## Excerpt

    Topics: 

    Comments

    I highly recommend Dean Baker on this subject.  The short version is that there isn't anything inherently wrong with the methodology, but rather how proposals are using it.  Chain-weighting is a perfectly viable methodology, but an increase in benefits over time is indicated, not a decrease:

    While it is often claimed that this switch will make the COLA more accurate, this is not clear. What is certain is that the switch would lower benefits. The research on the C-CPI-U shows that the switch would reduce benefits by roughly 0.3 percentage points a year compared with the baseline. This means that after someone has been retired for 10 years, their benefits would be 3 percent lower. After 20 years of retirement, their benefits would be 6 percent lower and people living into their 90s and collecting benefits for more than 30 years would see a drop in benefits of more than 9 percent. This might be especially difficult since the oldest of the elderly also tend to be the poorest.

    Much like raising the Medicare age, it's an adjustment that looks sensible only superficially.  If you actually game out what would happen over 10 or 20 years, it's not good and would disproportionately harm the vulnerable while failing to address solvency issues.

    That said, chained CPI could be a completely viable approach.  It's just that, as Baker indicates, it needs to be based on proper data about real costs that SS recipients are actually facing.  As he says, Congress could request that the BLS put this data together.


    Interesting that Baker points out that the oldest, who may have outlived savings or have been on a fixed income against inflation for a long time, are the poorest.  I stumbled on something today where a Chained CPI supporter was trying to spin it the other way -- rich people live longer, they said, so they can weather the cuts in benefit increases.


    As Krugman has been pointing out lately, it does appear that gains in life expectancy have primarily gone to those at the top of the income spectrum, but I don't see how it necessarily follows that the oldest people are also the richest.


    LET THEM EAT STEAK!

    Grocery shopping is much more complicated.

    I do not care a whit whether folks eat steak!

## Source information
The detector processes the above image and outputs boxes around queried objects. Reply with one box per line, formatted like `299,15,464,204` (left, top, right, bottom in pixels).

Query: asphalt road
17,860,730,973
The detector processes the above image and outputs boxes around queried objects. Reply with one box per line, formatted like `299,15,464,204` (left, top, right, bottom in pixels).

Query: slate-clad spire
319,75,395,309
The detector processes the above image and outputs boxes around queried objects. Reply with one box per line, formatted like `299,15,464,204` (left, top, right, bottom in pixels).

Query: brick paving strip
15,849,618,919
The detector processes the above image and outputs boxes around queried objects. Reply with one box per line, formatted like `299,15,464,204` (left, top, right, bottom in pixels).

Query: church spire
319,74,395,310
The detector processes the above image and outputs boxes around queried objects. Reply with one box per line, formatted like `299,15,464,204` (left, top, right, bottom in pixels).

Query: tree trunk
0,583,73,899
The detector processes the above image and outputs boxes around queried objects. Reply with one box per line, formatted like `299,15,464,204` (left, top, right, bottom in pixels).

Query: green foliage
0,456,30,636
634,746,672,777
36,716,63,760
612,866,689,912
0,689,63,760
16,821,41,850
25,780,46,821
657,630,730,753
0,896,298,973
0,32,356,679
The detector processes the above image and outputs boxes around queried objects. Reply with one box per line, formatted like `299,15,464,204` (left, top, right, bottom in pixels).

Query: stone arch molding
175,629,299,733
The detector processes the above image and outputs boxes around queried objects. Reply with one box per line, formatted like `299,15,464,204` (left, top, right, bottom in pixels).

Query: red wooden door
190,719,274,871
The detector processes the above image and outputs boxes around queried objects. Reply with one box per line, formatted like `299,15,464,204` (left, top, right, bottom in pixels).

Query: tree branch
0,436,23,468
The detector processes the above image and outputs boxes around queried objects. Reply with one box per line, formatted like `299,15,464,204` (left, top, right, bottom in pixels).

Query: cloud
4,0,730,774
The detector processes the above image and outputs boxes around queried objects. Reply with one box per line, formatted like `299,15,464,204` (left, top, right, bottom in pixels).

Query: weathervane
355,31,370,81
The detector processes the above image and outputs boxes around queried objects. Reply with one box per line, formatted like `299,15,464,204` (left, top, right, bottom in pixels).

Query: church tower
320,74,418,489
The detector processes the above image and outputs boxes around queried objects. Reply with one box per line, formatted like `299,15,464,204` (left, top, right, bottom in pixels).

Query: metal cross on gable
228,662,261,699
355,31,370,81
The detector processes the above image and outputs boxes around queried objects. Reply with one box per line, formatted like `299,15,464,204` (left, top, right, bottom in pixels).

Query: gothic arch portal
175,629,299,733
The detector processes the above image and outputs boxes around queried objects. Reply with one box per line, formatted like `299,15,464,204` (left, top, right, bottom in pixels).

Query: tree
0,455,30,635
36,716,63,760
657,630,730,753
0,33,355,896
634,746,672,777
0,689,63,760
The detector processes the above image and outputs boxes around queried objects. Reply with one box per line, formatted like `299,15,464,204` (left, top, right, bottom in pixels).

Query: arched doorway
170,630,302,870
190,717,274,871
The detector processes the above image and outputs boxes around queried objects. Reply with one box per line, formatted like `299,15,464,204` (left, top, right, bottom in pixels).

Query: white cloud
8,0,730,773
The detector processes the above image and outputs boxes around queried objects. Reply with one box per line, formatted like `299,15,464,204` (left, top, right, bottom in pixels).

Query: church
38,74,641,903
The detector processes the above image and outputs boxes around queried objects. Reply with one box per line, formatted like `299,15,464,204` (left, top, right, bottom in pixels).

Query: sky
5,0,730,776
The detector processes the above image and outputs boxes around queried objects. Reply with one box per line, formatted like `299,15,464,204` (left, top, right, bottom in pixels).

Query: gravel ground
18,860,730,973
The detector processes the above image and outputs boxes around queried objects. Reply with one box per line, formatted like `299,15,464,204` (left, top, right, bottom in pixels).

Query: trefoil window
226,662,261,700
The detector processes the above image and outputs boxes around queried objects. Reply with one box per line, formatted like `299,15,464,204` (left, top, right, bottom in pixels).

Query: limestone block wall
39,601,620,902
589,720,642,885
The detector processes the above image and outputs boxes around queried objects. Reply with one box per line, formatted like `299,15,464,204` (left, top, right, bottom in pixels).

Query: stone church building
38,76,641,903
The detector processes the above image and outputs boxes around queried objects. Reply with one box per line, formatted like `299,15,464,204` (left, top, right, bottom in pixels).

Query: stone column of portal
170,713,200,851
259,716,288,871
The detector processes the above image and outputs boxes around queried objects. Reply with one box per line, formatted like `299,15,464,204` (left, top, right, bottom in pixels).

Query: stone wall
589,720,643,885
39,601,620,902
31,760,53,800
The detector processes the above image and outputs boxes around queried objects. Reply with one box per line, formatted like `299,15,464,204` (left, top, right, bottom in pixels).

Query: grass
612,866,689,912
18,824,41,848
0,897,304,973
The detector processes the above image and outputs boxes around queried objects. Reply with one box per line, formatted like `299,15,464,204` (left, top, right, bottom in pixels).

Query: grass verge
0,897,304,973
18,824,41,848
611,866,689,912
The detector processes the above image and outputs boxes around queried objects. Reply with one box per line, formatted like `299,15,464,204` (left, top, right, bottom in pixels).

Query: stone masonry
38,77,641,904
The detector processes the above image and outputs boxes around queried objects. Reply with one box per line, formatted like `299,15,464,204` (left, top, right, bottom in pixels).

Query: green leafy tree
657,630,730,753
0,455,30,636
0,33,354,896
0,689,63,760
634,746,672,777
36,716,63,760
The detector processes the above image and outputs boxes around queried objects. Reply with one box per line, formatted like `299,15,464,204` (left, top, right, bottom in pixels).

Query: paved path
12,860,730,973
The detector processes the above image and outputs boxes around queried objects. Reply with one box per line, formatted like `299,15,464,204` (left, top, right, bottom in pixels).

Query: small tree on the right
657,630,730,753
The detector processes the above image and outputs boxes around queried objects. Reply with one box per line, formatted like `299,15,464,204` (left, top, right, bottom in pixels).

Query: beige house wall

## Task goal
Resume the comment thread about chained CPI and Social Security benefits, picking up after its final comment.

## Exercise response
    I am working on a blog about food/inflation/nutrition and the wonders of man. hahahahah

    Hell, when I was a kid, the telephone was on the wall, it was rotary and it cost ten bucks a month. Plus long distance.

    Now we need $45/month for a pc and netflix.

    Like a lot of other folks I get $16/month basic cable with my rent. It beats rabbit ears.

    I know that the rich are conspiring to become more rich.

    What is new about that?

    Repubs lie and cheat and steal so that the propaganda flows.

    But damn, the middle class is paying a hundred bucks or more a month for telephone and cable and netflix and texting and twittering and songs and....

    I was paying 10% and more for my mortgage in the old days.

    Now they are paying 4% but the principle is four times or more than what I had owing.

    The computers tell the rich how to hold on and steal more.

    Our families back then consisted of five or more kids, and the suburban home had about three bedrooms.

    The CPI is going to grant me (one of those 62 SS guys) $18.00 a month increases a month!

    I guess I can purchase more tube socks in 2013! haahaha

     the end


    $18 a month!

    $18 a month!

    Richard Day is the 1%!

    Occupy Richard Day!


    hahahahaahahaha

    What can I say?

    The lottery renders many different awards to many different people!

    hahahaha


    Happy Holidays, Brother.


    I guess that with this great concept of chained CPI , the retired people are expected to switch to the Chinese rat skewers in place of beef...see both links below.

    http://www.nbcnews.com/business/bad-news-grill-beef-prices-hit-all-time-high-6C9814441

     

     

    Surprised no one has pointed out the health benefits of vegetarianism. That's a two-fer with a trap door. You're healthier. You live longer. You run out of money.

    Reminds of the meme that no one in America is poor because virtually everyone has indoor plumbing and electricity.


    INDOOR PLUMBING!

    My God is that true.

    WOW!

    I am going to write my Congressmen today!

    We just keep moving the outhouse for chrissakes!